◆ What is required ◆
Would you give the entries below again in full, exactly as they stand?

Start of Given data

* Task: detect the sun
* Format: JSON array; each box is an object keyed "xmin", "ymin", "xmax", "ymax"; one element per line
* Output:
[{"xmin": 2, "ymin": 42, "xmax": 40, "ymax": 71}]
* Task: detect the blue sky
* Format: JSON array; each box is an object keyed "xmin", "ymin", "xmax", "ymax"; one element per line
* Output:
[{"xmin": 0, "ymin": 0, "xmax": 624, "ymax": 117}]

End of Given data

◆ Exercise solution ◆
* Task: detect the sun
* Format: JSON array; each box is an object keyed "xmin", "ymin", "xmax", "ymax"; one element per line
* Output:
[{"xmin": 2, "ymin": 42, "xmax": 40, "ymax": 71}]
* Task: detect the blue sky
* Format: JSON array; each box is an object keyed "xmin", "ymin", "xmax", "ymax"; one element per line
* Output:
[{"xmin": 0, "ymin": 0, "xmax": 624, "ymax": 117}]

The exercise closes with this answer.